Selection:
⟨

But isn't it really just converting back and forth between two representations of the same thing? A str with char width 1 is conceptually an ASCII string; you're just changing how it's exposed to the program. As it stands, when you have an ASCII string stored as a str, you can call str.encode() on it (whereby it will default to encoding='utf-8'), or you can call `bytes(s, 'utf-8')`, and pass in an argument which is conceptually ignored. (Unless it is in fact not an ASCII string!) On the other hand, `bytes(s)` means, "Encoding shall not be necessary." That could be semantically useful, and a non-ASCII string will trigger an exception, while the other methods will just encode.

On 2016-06-14 19:46, Franklin? Lee wrote:
""" Python 3.5.1+ (default, Mar 30 2016, 22:46:26) [GCC 5.3.1 20160330] on linux Type "help", "copyright", "credits" or "license" for more information.
I think you might mean "code point that will be encoded to a single byte under UTF-8" (i.e. those in the ASCII range), because there are many code points that can be encoded to single bytes under various legacy encodings like ISO-8859-[1-15], the KOI variants, and so on.

⟩

To do:
**a.** In the discussion of Python strings and bytes, what encoding does str.encode() use by default?
**b.** Pick up the Python strings-and-bytes discussion after its last sentence and keep it going.

Stored data:
⟨

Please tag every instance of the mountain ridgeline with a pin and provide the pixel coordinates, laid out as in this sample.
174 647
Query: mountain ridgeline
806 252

⟩

Task responses:
**a.** It defaults to encoding='utf-8'.

**b.**
What makes you say that the "utf-8" argument to `bytes` is conceptually ignored? That is the encoding used to convert the Unicode code points to bytes! That's by no means the only option either; Python supports multiple ASCII-incompatible encodings like UTF-16, UTF-32, and (as I recall) Shift-JIS, etc. 'utf-8' isn't hardcoded here, either; the encoding used is the one reported by `sys.getdefaultencoding()`. Saying "Unless it is in fact not an ASCII string!" doesn't make any sense either; UTF-8 is still used to convert e.g. U+0041 LATIN CAPITAL LETTER A to the byte 0x41. Even if your text string only contains code points in the range [U+0000, U+007F], this is a very important semantic distinction, so a big -1. MMR...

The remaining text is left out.